═══ Provided text

A fragmented response
A former GCSB staffer, who is still in close touch with the security agency, met with the Herald to highlight what he saw as several issues with the Government's approach to cybercrime - and especially the security community's.
He stressed that the GCSB, and its National Cyber Security Centre unit, were by no means ineffective.
And the agency has thwarted various attacks. In its most recent report to MPs, delivered in February, the GCSB said, "We have continued to improve and advance our Cortex cyber-defence capabilities, which we calculate have prevented almost $100m of harm to nationally significant organisations since June 2016."
It said $27.7m in harm was prevented by Cortex in 2019 as the GCSB assisted or advised around 800 organisations. The agency reported there were 339 cyber attacks on NZ "organisations of national significance" in 2019. Of those, 131 had "links to state-sponsored actors - the same proportion as the previous year", when there were 347 attacks.
But the insider also saw a number of problems. One was New Zealand's relatively small cyber-crime budget spread across a number of agencies, some of which he saw as duplicating effort.
A recent example is Cert NZ and the NCSC both circulating advice for businesses about DDoS (distributed denial of service attacks). The Department of Internal Affairs can also weigh in, given its chief executive, Paul James, is also the Government's chief digital officer (CDO), a position that trumps GCSB director-general Andrew Hampton's dual role as government chief information security officer (GCISO).

══════

Request
Using the text on New Zealand's fragmented cybercrime response, explain in one to three sentences why the Department of Internal Affairs can also weigh in on cyber-security advice.

═══ Data lines

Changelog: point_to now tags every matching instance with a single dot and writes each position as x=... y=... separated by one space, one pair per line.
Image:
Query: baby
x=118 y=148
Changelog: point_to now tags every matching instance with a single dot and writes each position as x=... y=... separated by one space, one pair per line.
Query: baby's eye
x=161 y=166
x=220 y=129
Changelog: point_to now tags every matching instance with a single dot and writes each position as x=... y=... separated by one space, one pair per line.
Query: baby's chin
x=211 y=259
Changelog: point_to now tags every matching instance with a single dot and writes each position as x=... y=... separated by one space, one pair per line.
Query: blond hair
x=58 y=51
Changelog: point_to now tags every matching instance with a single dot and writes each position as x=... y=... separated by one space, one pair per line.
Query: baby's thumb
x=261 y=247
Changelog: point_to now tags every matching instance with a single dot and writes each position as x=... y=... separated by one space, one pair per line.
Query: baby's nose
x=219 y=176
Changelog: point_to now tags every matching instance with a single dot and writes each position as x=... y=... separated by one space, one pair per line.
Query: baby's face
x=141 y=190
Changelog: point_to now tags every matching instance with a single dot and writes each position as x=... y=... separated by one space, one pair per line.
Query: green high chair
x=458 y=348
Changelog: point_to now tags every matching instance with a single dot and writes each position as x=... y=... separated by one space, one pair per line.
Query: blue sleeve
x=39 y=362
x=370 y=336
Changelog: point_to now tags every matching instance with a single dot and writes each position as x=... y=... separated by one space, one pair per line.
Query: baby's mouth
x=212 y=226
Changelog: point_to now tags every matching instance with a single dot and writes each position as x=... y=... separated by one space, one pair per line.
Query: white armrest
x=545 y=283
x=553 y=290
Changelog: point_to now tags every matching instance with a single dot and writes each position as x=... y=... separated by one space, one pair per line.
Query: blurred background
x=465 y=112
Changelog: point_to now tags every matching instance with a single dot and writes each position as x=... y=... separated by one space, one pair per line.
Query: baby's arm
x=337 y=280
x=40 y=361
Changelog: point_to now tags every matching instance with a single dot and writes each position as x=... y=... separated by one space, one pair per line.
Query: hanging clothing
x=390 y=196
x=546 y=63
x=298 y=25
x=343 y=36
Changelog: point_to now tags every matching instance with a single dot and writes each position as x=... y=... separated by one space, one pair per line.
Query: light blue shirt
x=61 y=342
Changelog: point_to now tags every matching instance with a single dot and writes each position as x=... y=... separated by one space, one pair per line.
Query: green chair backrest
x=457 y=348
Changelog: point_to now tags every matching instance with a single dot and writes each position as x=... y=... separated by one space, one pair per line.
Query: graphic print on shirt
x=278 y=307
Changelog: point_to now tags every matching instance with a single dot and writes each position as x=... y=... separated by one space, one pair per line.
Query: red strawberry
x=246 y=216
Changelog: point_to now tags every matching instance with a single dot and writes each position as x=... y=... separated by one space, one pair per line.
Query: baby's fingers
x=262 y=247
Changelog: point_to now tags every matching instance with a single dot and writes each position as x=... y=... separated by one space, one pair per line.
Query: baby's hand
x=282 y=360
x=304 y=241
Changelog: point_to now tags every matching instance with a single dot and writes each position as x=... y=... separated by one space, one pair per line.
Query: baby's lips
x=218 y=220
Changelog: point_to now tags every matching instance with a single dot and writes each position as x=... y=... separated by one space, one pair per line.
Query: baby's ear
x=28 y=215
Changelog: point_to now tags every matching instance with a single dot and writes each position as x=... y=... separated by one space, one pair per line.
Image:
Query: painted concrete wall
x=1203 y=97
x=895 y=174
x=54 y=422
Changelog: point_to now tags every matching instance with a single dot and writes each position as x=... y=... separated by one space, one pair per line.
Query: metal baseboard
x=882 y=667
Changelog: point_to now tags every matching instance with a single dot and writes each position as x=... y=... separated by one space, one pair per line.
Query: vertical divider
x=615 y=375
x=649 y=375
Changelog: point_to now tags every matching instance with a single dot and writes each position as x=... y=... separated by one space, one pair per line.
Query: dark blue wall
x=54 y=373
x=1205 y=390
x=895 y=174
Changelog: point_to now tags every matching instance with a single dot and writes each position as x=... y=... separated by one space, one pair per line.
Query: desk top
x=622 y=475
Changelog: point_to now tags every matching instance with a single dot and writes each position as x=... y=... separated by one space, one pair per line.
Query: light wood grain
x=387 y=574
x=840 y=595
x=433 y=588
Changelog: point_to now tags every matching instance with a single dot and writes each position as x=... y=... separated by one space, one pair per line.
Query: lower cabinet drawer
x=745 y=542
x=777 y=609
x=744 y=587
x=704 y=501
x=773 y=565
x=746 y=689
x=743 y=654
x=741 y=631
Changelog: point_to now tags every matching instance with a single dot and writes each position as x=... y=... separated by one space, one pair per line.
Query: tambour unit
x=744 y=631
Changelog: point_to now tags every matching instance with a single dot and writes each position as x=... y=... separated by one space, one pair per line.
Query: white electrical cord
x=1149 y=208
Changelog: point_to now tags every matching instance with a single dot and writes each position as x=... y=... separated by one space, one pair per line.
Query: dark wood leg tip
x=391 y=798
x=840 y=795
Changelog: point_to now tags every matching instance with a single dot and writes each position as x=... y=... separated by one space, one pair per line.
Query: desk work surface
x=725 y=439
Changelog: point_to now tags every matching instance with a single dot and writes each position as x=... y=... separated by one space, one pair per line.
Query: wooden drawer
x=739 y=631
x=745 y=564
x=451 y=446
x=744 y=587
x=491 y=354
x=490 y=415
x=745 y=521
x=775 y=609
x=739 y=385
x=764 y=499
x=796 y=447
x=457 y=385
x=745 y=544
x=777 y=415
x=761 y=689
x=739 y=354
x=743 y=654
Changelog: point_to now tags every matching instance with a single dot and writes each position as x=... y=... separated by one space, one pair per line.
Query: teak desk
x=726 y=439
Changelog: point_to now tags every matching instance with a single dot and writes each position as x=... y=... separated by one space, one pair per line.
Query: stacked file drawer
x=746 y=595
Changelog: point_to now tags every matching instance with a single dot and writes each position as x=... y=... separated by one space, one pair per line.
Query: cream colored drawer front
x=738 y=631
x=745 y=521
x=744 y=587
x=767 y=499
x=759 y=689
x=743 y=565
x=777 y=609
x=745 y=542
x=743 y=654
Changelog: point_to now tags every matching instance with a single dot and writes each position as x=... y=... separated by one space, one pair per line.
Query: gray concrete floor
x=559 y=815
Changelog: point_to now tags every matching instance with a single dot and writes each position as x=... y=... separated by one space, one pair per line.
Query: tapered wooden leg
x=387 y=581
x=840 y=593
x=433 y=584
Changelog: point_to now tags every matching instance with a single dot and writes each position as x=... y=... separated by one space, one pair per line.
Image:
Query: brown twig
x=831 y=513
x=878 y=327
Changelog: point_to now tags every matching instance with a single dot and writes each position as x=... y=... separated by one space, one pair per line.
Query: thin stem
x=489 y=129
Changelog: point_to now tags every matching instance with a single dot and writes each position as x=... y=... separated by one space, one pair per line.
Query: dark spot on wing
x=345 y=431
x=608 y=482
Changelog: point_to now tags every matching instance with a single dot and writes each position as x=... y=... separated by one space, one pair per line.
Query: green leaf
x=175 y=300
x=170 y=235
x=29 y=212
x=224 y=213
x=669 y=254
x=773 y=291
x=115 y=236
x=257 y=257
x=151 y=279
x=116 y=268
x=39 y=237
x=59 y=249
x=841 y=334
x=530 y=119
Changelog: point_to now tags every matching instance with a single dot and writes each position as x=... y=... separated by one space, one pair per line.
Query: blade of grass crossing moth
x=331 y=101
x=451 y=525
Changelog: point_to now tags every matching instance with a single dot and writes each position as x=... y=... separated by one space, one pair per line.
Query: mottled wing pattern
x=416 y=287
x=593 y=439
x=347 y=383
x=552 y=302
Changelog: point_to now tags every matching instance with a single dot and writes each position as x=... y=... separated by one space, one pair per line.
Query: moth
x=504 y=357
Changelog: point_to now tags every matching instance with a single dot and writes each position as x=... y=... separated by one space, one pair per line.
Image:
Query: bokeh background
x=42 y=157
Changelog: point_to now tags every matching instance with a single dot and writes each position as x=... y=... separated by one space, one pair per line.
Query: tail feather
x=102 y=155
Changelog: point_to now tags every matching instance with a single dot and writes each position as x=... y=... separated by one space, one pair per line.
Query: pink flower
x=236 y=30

══════

Finished answer
The Department of Internal Affairs can weigh in because its chief executive, Paul James, is also the Government's chief digital officer. That position trumps the dual role of GCSB director-general Andrew Hampton as government chief information security officer.